Exercise
Only the closing portion of the entries is to be reproduced: the line containing "Query: rooftop ledge" through the very last line, exactly as written.

___ Exercise data

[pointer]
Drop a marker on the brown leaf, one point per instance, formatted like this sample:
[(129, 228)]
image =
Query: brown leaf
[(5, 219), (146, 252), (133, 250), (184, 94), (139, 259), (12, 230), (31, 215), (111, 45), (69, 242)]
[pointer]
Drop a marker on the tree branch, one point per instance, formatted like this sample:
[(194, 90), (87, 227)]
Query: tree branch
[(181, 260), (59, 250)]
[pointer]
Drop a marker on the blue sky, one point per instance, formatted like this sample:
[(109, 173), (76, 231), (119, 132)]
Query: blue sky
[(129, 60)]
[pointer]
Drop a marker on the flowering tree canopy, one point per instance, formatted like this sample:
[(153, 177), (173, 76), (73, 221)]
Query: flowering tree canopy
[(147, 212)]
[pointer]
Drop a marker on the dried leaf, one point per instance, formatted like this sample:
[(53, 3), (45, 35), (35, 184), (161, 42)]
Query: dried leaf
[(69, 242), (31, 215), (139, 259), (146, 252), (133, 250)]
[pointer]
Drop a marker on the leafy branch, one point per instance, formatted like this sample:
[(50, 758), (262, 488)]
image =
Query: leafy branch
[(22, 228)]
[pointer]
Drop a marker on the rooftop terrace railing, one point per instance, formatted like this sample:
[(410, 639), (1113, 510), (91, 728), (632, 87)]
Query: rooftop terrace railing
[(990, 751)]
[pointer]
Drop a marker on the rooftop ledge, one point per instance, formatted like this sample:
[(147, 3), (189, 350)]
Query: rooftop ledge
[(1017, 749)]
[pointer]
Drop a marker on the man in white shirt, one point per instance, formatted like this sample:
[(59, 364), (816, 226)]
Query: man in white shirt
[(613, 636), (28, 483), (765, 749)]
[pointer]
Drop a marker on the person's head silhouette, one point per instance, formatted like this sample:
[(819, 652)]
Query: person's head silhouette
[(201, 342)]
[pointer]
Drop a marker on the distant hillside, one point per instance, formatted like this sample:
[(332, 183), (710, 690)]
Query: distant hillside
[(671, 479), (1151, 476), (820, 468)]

______

Result of the task
Query: rooftop ledge
[(1017, 749)]
[pointer]
Drop a marker on the man in white shirt, one point per instance, formatted like this sample:
[(59, 364), (816, 226)]
Query: man in white shirt
[(613, 636), (28, 483), (765, 749)]
[pointer]
Drop a marker on the person's head silhouette, one point per instance, formatted like this sample:
[(819, 652)]
Query: person's head silhouette
[(201, 342)]
[pointer]
Drop a marker on the distant hillside, one point per instance, formatted like this sample:
[(332, 183), (710, 690)]
Query: distant hillside
[(671, 479), (1151, 476), (820, 468)]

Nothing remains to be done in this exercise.